TASK GOAL: Rewrite the part of the text on the FDA flavor additives lawsuit starting at "The lawsuit was" and ending at "Writ of Mandamus.", changing "Ninth Circuit" to "9th Circuit".
[EXTRACT — start]
FDA: Cancer causing flavor additives
This lawsuit led to an FDA ban of seven food additives that can cause cancer.
In May 2018, CSPI along with a coalition of health, consumer, and environmental advocacy organizations filed a lawsuit seeking to force FDA to decide whether to prohibit seven cancer causing chemicals (i.e., benzophenone; ethyl acrylate; eugenyl methyl ether; myrcene; pulegone; pyridine; and styrene) from being able to be used in food as flavors.
2015 Food Additive Petition
The Federal Food, Drug, and Cosmetics Act prohibits the use of any food additive found to induce cancer in humans or animals. Since FDA first approved the seven chemicals at issue, multiple scientific authorities had linked these flavors to cancer. Accordingly, CSPI and its coalition partners submitted a food additive petition at FDA in 2015 to revoke its approval of the flavors, arguing that the flavors cannot be lawfully used in food.
The Lawsuit
After years of inactivity on the petition, we asked the court to require FDA to act on our 2015 request. Specifically, we argued that FDA’s delay violated the congressional mandate that FDA respond to any petition concerning food additive safety within 180 days.
Just three months after we filed the lawsuit (in October 2018), FDA revoked its approval of six of the seven flavor additives. The industry had agreed to abandon all food uses of the seventh, styrene.
The lawsuit was filed in the Court of Appeals for the Ninth Circuit because the relevant law required litigation be filed in a federal court of appeals and the action was started by filing a Petition for Writ of Mandamus.
[EXTRACT — finish]
[DATA LISTING — start]
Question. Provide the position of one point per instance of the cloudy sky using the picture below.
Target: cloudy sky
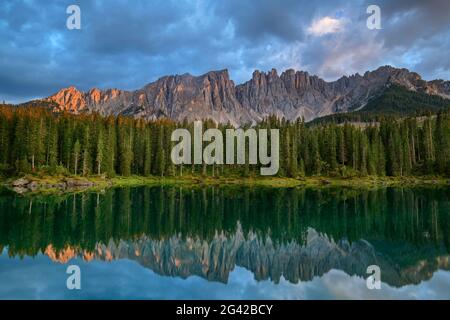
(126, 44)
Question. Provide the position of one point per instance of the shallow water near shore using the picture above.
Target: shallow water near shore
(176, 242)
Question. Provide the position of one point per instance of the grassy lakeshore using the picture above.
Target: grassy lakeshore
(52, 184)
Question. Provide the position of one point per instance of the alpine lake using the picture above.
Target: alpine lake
[DATA LISTING — finish]
[DATA LISTING — start]
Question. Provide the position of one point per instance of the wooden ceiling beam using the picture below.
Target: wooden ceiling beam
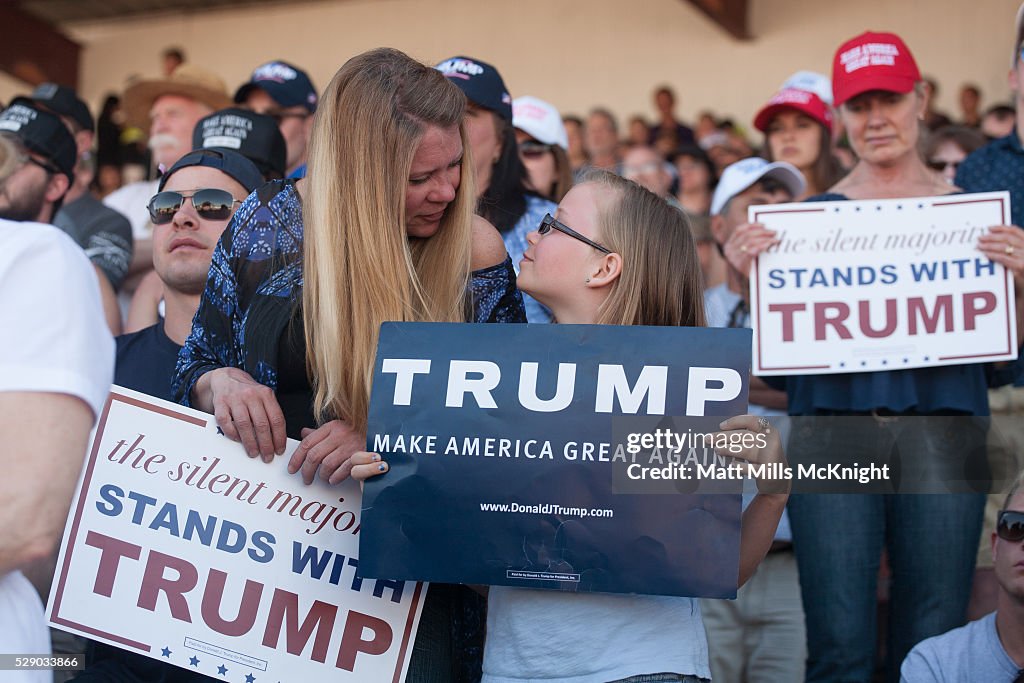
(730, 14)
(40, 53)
[DATA LISTING — finish]
FINISHED TASK:
The lawsuit was filed in the Court of Appeals for the 9th Circuit because the relevant law required litigation be filed in a federal court of appeals and the action was started by filing a Petition for Writ of Mandamus.